> Stated exercise: Locate each line in the entries below that contains the string "snow" and copy those lines. Case counts.
+++ Entries supplied +++
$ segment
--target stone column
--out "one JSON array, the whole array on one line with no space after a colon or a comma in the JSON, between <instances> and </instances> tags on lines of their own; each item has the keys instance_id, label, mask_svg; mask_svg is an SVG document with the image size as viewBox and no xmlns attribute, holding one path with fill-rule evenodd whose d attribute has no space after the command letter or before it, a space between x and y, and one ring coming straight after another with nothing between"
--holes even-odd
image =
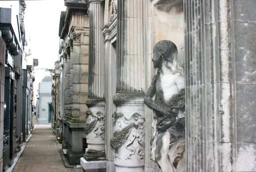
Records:
<instances>
[{"instance_id":1,"label":"stone column","mask_svg":"<svg viewBox=\"0 0 256 172\"><path fill-rule=\"evenodd\" d=\"M104 0L89 0L88 111L85 128L88 147L84 156L87 161L105 160L104 55L102 29Z\"/></svg>"},{"instance_id":2,"label":"stone column","mask_svg":"<svg viewBox=\"0 0 256 172\"><path fill-rule=\"evenodd\" d=\"M186 171L255 171L256 2L184 2Z\"/></svg>"},{"instance_id":3,"label":"stone column","mask_svg":"<svg viewBox=\"0 0 256 172\"><path fill-rule=\"evenodd\" d=\"M114 102L116 171L143 172L144 165L142 0L119 0L117 81Z\"/></svg>"},{"instance_id":4,"label":"stone column","mask_svg":"<svg viewBox=\"0 0 256 172\"><path fill-rule=\"evenodd\" d=\"M68 148L68 128L67 126L67 120L69 119L70 115L70 91L69 91L69 78L70 71L69 63L70 59L69 56L67 56L66 52L63 54L64 59L64 116L62 118L63 122L63 140L62 141L62 149L64 149L64 153Z\"/></svg>"}]
</instances>

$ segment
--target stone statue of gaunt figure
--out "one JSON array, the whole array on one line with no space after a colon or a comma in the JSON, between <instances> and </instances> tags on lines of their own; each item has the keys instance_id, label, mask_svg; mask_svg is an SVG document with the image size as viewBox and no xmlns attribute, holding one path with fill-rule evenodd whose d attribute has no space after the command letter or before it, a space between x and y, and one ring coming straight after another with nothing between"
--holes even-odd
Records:
<instances>
[{"instance_id":1,"label":"stone statue of gaunt figure","mask_svg":"<svg viewBox=\"0 0 256 172\"><path fill-rule=\"evenodd\" d=\"M163 172L185 172L183 69L177 60L177 47L172 42L159 42L153 53L152 61L158 71L144 98L154 110L151 158Z\"/></svg>"}]
</instances>

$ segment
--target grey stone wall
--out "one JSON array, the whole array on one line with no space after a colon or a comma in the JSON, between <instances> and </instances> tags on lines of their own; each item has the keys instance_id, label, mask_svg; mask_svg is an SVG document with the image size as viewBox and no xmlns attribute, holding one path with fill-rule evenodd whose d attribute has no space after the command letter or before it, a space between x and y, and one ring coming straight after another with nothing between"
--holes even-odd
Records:
<instances>
[{"instance_id":1,"label":"grey stone wall","mask_svg":"<svg viewBox=\"0 0 256 172\"><path fill-rule=\"evenodd\" d=\"M255 7L184 1L187 172L256 171Z\"/></svg>"},{"instance_id":2,"label":"grey stone wall","mask_svg":"<svg viewBox=\"0 0 256 172\"><path fill-rule=\"evenodd\" d=\"M3 105L4 91L4 60L5 57L5 44L0 37L0 150L2 152L3 143ZM0 153L0 172L3 169L2 153Z\"/></svg>"}]
</instances>

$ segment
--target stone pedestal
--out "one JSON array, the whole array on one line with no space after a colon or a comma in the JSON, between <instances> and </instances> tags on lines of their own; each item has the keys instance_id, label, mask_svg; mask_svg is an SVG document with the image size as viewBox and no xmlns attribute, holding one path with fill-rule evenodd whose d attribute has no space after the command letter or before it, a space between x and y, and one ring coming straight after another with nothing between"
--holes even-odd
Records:
<instances>
[{"instance_id":1,"label":"stone pedestal","mask_svg":"<svg viewBox=\"0 0 256 172\"><path fill-rule=\"evenodd\" d=\"M70 164L79 164L80 158L83 156L83 140L85 138L84 123L74 123L68 121L69 137L67 150L67 158Z\"/></svg>"},{"instance_id":2,"label":"stone pedestal","mask_svg":"<svg viewBox=\"0 0 256 172\"><path fill-rule=\"evenodd\" d=\"M143 172L145 118L143 93L117 94L113 122L116 172Z\"/></svg>"},{"instance_id":3,"label":"stone pedestal","mask_svg":"<svg viewBox=\"0 0 256 172\"><path fill-rule=\"evenodd\" d=\"M113 116L116 172L143 172L144 132L141 0L118 0L117 81Z\"/></svg>"},{"instance_id":4,"label":"stone pedestal","mask_svg":"<svg viewBox=\"0 0 256 172\"><path fill-rule=\"evenodd\" d=\"M80 158L80 164L85 172L105 172L106 161L87 161L84 157Z\"/></svg>"},{"instance_id":5,"label":"stone pedestal","mask_svg":"<svg viewBox=\"0 0 256 172\"><path fill-rule=\"evenodd\" d=\"M106 159L105 153L105 58L102 29L104 3L89 0L90 37L89 45L88 111L85 131L88 147L84 157L87 161Z\"/></svg>"},{"instance_id":6,"label":"stone pedestal","mask_svg":"<svg viewBox=\"0 0 256 172\"><path fill-rule=\"evenodd\" d=\"M103 100L87 101L87 121L85 128L87 148L84 158L87 161L106 159L105 153L105 103Z\"/></svg>"}]
</instances>

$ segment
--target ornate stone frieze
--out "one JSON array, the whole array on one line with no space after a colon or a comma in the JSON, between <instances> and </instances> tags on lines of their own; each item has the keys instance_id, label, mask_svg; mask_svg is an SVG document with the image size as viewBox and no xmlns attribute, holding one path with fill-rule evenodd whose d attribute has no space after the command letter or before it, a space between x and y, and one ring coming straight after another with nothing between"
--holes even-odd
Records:
<instances>
[{"instance_id":1,"label":"ornate stone frieze","mask_svg":"<svg viewBox=\"0 0 256 172\"><path fill-rule=\"evenodd\" d=\"M110 22L113 21L117 17L117 4L115 0L110 2Z\"/></svg>"},{"instance_id":2,"label":"ornate stone frieze","mask_svg":"<svg viewBox=\"0 0 256 172\"><path fill-rule=\"evenodd\" d=\"M113 31L110 33L110 38L112 38L114 36L116 35L117 34L117 28L116 28Z\"/></svg>"},{"instance_id":3,"label":"ornate stone frieze","mask_svg":"<svg viewBox=\"0 0 256 172\"><path fill-rule=\"evenodd\" d=\"M143 129L145 118L137 113L133 114L129 119L122 113L116 113L113 115L113 119L116 130L111 140L111 147L118 149L124 145L127 150L126 159L131 160L131 155L136 153L140 156L140 160L143 159L144 135ZM135 142L138 144L133 144ZM118 153L115 155L115 157L120 157Z\"/></svg>"},{"instance_id":4,"label":"ornate stone frieze","mask_svg":"<svg viewBox=\"0 0 256 172\"><path fill-rule=\"evenodd\" d=\"M99 111L94 116L90 111L85 112L87 122L85 127L85 132L88 134L93 132L95 134L94 137L100 137L102 140L104 139L105 132L105 116L101 112Z\"/></svg>"},{"instance_id":5,"label":"ornate stone frieze","mask_svg":"<svg viewBox=\"0 0 256 172\"><path fill-rule=\"evenodd\" d=\"M81 37L81 33L70 33L69 34L70 41L72 42L72 45L73 42L80 41Z\"/></svg>"},{"instance_id":6,"label":"ornate stone frieze","mask_svg":"<svg viewBox=\"0 0 256 172\"><path fill-rule=\"evenodd\" d=\"M69 45L65 48L65 52L68 56L70 57L70 46Z\"/></svg>"}]
</instances>

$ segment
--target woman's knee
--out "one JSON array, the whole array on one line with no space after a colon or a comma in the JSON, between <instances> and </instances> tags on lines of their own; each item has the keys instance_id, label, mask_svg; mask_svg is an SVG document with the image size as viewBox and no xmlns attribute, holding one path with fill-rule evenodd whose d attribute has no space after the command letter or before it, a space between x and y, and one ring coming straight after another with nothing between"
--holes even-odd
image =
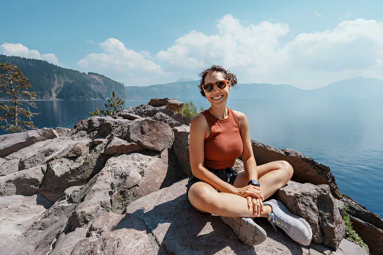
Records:
<instances>
[{"instance_id":1,"label":"woman's knee","mask_svg":"<svg viewBox=\"0 0 383 255\"><path fill-rule=\"evenodd\" d=\"M192 205L201 211L216 206L215 189L206 183L198 182L193 184L189 190L188 197Z\"/></svg>"},{"instance_id":2,"label":"woman's knee","mask_svg":"<svg viewBox=\"0 0 383 255\"><path fill-rule=\"evenodd\" d=\"M294 173L294 169L293 169L293 167L290 163L286 161L280 160L280 162L282 165L281 168L283 168L285 170L285 172L286 173L286 178L287 179L287 182L288 182L291 179L291 177L293 177L293 174Z\"/></svg>"}]
</instances>

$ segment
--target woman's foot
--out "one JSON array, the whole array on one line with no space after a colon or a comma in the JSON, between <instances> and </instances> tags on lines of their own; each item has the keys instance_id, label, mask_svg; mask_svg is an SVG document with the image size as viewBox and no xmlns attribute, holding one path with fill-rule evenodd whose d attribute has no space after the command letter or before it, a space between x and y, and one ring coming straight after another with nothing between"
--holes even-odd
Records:
<instances>
[{"instance_id":1,"label":"woman's foot","mask_svg":"<svg viewBox=\"0 0 383 255\"><path fill-rule=\"evenodd\" d=\"M252 218L221 216L221 218L230 226L238 238L247 244L259 244L267 237L265 230L255 223Z\"/></svg>"},{"instance_id":2,"label":"woman's foot","mask_svg":"<svg viewBox=\"0 0 383 255\"><path fill-rule=\"evenodd\" d=\"M264 205L271 206L267 219L277 231L275 225L282 229L291 239L304 245L311 242L313 233L311 227L304 219L293 214L282 202L276 199L263 201Z\"/></svg>"}]
</instances>

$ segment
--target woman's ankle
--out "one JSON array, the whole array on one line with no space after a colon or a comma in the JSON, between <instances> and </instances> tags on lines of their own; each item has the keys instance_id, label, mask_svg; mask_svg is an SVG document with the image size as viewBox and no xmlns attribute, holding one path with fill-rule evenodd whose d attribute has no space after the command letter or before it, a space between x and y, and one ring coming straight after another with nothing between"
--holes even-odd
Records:
<instances>
[{"instance_id":1,"label":"woman's ankle","mask_svg":"<svg viewBox=\"0 0 383 255\"><path fill-rule=\"evenodd\" d=\"M264 205L263 210L261 215L258 217L264 217L267 218L268 217L268 213L272 212L271 206L268 205Z\"/></svg>"}]
</instances>

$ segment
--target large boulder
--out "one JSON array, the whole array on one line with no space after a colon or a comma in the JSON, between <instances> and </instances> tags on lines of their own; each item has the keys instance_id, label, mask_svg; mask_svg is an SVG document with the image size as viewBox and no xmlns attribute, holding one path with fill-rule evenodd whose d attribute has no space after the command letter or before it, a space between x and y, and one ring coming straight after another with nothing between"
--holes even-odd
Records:
<instances>
[{"instance_id":1,"label":"large boulder","mask_svg":"<svg viewBox=\"0 0 383 255\"><path fill-rule=\"evenodd\" d=\"M70 229L87 224L105 212L121 213L137 198L183 177L169 149L159 154L147 153L115 155L88 183L74 191L70 197L77 204L68 219Z\"/></svg>"},{"instance_id":2,"label":"large boulder","mask_svg":"<svg viewBox=\"0 0 383 255\"><path fill-rule=\"evenodd\" d=\"M123 137L147 149L161 151L171 148L174 135L167 124L152 120L136 119L129 123L129 130Z\"/></svg>"},{"instance_id":3,"label":"large boulder","mask_svg":"<svg viewBox=\"0 0 383 255\"><path fill-rule=\"evenodd\" d=\"M143 147L135 143L129 143L115 137L106 144L103 153L112 155L116 153L124 154L138 151L143 149Z\"/></svg>"},{"instance_id":4,"label":"large boulder","mask_svg":"<svg viewBox=\"0 0 383 255\"><path fill-rule=\"evenodd\" d=\"M190 129L190 126L185 125L175 127L172 128L174 135L174 141L172 149L180 162L181 170L188 176L192 173L188 146Z\"/></svg>"},{"instance_id":5,"label":"large boulder","mask_svg":"<svg viewBox=\"0 0 383 255\"><path fill-rule=\"evenodd\" d=\"M15 250L13 249L18 246L15 240L32 226L51 205L49 201L38 194L0 197L0 250Z\"/></svg>"},{"instance_id":6,"label":"large boulder","mask_svg":"<svg viewBox=\"0 0 383 255\"><path fill-rule=\"evenodd\" d=\"M132 114L134 115L132 115ZM128 107L116 111L112 114L115 119L122 117L128 120L134 119L134 116L137 116L142 118L160 121L167 124L172 128L182 124L188 125L191 122L190 118L169 109L153 107L146 104Z\"/></svg>"},{"instance_id":7,"label":"large boulder","mask_svg":"<svg viewBox=\"0 0 383 255\"><path fill-rule=\"evenodd\" d=\"M56 130L47 128L0 135L0 157L3 158L35 143L58 136Z\"/></svg>"},{"instance_id":8,"label":"large boulder","mask_svg":"<svg viewBox=\"0 0 383 255\"><path fill-rule=\"evenodd\" d=\"M183 102L176 100L175 98L152 98L148 103L148 105L154 107L165 106L166 109L172 110L180 110L184 104Z\"/></svg>"},{"instance_id":9,"label":"large boulder","mask_svg":"<svg viewBox=\"0 0 383 255\"><path fill-rule=\"evenodd\" d=\"M0 158L0 176L6 175L18 171L20 162L20 159L6 160Z\"/></svg>"},{"instance_id":10,"label":"large boulder","mask_svg":"<svg viewBox=\"0 0 383 255\"><path fill-rule=\"evenodd\" d=\"M267 233L266 240L257 245L245 244L219 216L191 206L185 194L187 182L184 179L137 199L122 214L108 212L100 215L91 225L87 237L79 239L72 253L108 250L140 254L274 254L277 251L286 254L367 254L345 239L336 250L320 244L301 245L283 231L276 233L265 218L255 220Z\"/></svg>"},{"instance_id":11,"label":"large boulder","mask_svg":"<svg viewBox=\"0 0 383 255\"><path fill-rule=\"evenodd\" d=\"M294 169L292 180L319 185L328 184L332 195L340 199L342 196L330 167L311 158L289 149L277 149L256 141L251 140L253 154L257 165L277 160L285 160ZM242 156L239 157L242 159Z\"/></svg>"},{"instance_id":12,"label":"large boulder","mask_svg":"<svg viewBox=\"0 0 383 255\"><path fill-rule=\"evenodd\" d=\"M18 171L40 166L62 157L75 158L87 153L91 140L57 137L34 143L10 154L7 160L20 159Z\"/></svg>"},{"instance_id":13,"label":"large boulder","mask_svg":"<svg viewBox=\"0 0 383 255\"><path fill-rule=\"evenodd\" d=\"M36 194L44 177L46 166L38 166L0 177L0 196Z\"/></svg>"},{"instance_id":14,"label":"large boulder","mask_svg":"<svg viewBox=\"0 0 383 255\"><path fill-rule=\"evenodd\" d=\"M346 234L342 218L344 203L332 197L328 185L290 180L276 195L289 211L310 224L312 241L337 249Z\"/></svg>"}]
</instances>

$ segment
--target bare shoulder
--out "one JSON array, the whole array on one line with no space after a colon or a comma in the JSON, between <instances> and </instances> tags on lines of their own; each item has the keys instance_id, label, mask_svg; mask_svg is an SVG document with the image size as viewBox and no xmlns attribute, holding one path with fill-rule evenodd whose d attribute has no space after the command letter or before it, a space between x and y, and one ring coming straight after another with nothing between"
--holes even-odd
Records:
<instances>
[{"instance_id":1,"label":"bare shoulder","mask_svg":"<svg viewBox=\"0 0 383 255\"><path fill-rule=\"evenodd\" d=\"M195 127L201 128L203 127L205 128L206 125L208 125L208 122L205 118L205 116L201 113L200 113L192 119L190 123L190 126L194 126Z\"/></svg>"},{"instance_id":2,"label":"bare shoulder","mask_svg":"<svg viewBox=\"0 0 383 255\"><path fill-rule=\"evenodd\" d=\"M242 112L234 110L233 110L233 111L234 112L234 113L235 114L236 116L237 117L237 119L238 119L239 122L242 122L246 119L246 115L245 115L245 114L243 113Z\"/></svg>"}]
</instances>

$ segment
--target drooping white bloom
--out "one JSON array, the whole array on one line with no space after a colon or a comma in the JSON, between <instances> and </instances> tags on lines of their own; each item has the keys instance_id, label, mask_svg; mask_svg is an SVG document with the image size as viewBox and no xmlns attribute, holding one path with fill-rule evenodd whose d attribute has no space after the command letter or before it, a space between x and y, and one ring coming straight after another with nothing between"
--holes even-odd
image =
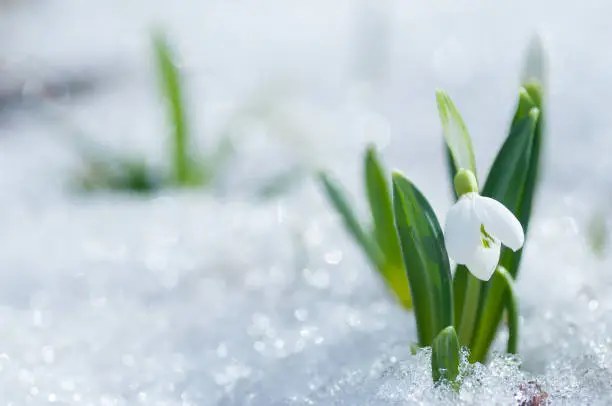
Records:
<instances>
[{"instance_id":1,"label":"drooping white bloom","mask_svg":"<svg viewBox=\"0 0 612 406\"><path fill-rule=\"evenodd\" d=\"M525 242L525 234L503 204L469 192L461 194L448 212L444 239L450 258L486 281L497 267L501 244L517 251Z\"/></svg>"}]
</instances>

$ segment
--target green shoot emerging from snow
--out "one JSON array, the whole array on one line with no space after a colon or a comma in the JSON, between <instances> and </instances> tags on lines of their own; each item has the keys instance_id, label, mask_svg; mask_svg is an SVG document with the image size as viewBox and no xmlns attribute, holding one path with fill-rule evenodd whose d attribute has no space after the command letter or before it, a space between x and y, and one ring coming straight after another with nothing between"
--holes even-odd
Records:
<instances>
[{"instance_id":1,"label":"green shoot emerging from snow","mask_svg":"<svg viewBox=\"0 0 612 406\"><path fill-rule=\"evenodd\" d=\"M405 272L418 345L432 347L433 379L451 381L454 388L460 382L460 348L467 347L471 362L484 361L504 313L507 351L518 350L514 280L531 218L544 138L543 78L537 77L542 75L543 58L538 50L541 47L530 50L530 80L519 90L508 136L482 188L476 177L476 155L467 126L451 98L437 91L456 198L446 216L444 233L425 196L399 172L392 176L392 230L386 182L380 171L372 172L376 176L366 171L374 220L371 233L357 221L338 186L327 175L321 177L347 228L396 293L397 286L405 288L405 282L394 285L389 275L399 274L389 273L389 269L392 265L394 270ZM372 156L370 149L366 162ZM449 258L458 265L454 273Z\"/></svg>"}]
</instances>

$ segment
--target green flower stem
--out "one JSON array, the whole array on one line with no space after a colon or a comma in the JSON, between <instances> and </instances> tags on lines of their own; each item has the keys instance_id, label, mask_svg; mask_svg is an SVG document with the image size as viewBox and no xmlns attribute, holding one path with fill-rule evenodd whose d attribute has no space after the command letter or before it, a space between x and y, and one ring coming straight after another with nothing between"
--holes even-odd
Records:
<instances>
[{"instance_id":1,"label":"green flower stem","mask_svg":"<svg viewBox=\"0 0 612 406\"><path fill-rule=\"evenodd\" d=\"M459 340L461 344L470 347L472 335L476 327L476 313L480 302L480 281L472 275L468 275L461 323L459 324Z\"/></svg>"}]
</instances>

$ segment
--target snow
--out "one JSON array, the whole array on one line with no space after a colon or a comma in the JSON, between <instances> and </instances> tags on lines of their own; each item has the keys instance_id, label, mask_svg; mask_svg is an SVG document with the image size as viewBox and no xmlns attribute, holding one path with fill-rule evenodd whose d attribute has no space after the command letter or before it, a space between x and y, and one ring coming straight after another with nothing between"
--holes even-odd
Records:
<instances>
[{"instance_id":1,"label":"snow","mask_svg":"<svg viewBox=\"0 0 612 406\"><path fill-rule=\"evenodd\" d=\"M41 78L88 70L108 82L49 105L0 105L0 403L612 401L611 262L586 241L591 213L609 207L612 6L377 4L361 17L365 2L346 1L2 6L6 83L28 78L36 89ZM387 48L351 42L369 33L355 21L374 30L388 21L388 31L370 33ZM62 123L163 161L147 43L153 23L180 48L202 149L260 97L274 119L241 122L238 159L221 189L74 193L79 160ZM518 282L521 357L464 365L459 393L434 388L430 354L410 351L412 316L390 299L317 185L305 179L267 201L253 190L293 164L326 167L363 209L360 159L374 141L442 220L450 192L434 90L459 106L485 176L533 31L549 51L549 139ZM355 66L370 52L378 68Z\"/></svg>"}]
</instances>

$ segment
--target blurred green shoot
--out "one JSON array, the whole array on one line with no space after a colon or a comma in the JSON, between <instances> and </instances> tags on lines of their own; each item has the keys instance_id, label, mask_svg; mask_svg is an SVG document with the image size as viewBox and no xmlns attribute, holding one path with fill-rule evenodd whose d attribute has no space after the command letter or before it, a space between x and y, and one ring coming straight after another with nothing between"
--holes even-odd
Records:
<instances>
[{"instance_id":1,"label":"blurred green shoot","mask_svg":"<svg viewBox=\"0 0 612 406\"><path fill-rule=\"evenodd\" d=\"M151 166L144 158L100 153L100 148L88 147L84 153L85 172L79 181L84 190L152 193L162 188L210 187L234 153L233 142L226 136L208 155L193 156L193 137L176 56L160 31L152 35L152 44L160 96L170 123L169 173Z\"/></svg>"},{"instance_id":2,"label":"blurred green shoot","mask_svg":"<svg viewBox=\"0 0 612 406\"><path fill-rule=\"evenodd\" d=\"M589 218L586 230L586 238L591 252L599 258L603 258L609 242L606 214L603 210L595 211Z\"/></svg>"}]
</instances>

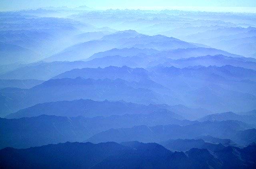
+++
> Exercise output:
--target green shoot emerging from snow
[{"instance_id":1,"label":"green shoot emerging from snow","mask_svg":"<svg viewBox=\"0 0 612 406\"><path fill-rule=\"evenodd\" d=\"M405 272L418 345L432 347L433 379L451 381L454 388L460 382L460 348L467 347L471 362L484 361L504 313L507 351L518 350L514 280L531 218L544 138L543 78L537 77L542 75L543 58L538 50L541 47L530 50L530 80L519 90L508 136L482 188L476 177L476 155L467 126L451 98L437 91L456 198L446 216L444 233L425 196L399 172L392 176L392 230L386 182L380 171L372 172L376 176L366 171L374 220L371 233L357 221L338 186L327 175L321 177L347 228L396 293L397 286L405 288L405 282L394 285L389 275L399 274L389 273L389 269L392 265L394 270ZM372 156L370 149L366 162ZM449 258L458 265L454 273Z\"/></svg>"}]
--target snow
[{"instance_id":1,"label":"snow","mask_svg":"<svg viewBox=\"0 0 612 406\"><path fill-rule=\"evenodd\" d=\"M41 78L88 70L108 82L49 105L0 105L0 403L612 401L611 262L586 241L591 213L609 207L612 6L377 4L361 17L365 2L346 1L2 6L6 83L28 78L36 89ZM387 48L351 42L369 33L355 21L374 30L388 21L388 31L370 33ZM62 123L163 161L147 43L153 23L180 48L202 149L260 97L274 119L241 122L238 159L221 189L74 193L79 160ZM518 282L521 357L464 365L459 393L434 388L430 354L410 351L412 316L390 299L317 185L305 179L267 201L253 190L293 164L326 167L363 209L360 159L374 141L442 220L450 192L434 90L459 106L485 176L533 31L549 51L549 139ZM355 66L370 52L378 68Z\"/></svg>"}]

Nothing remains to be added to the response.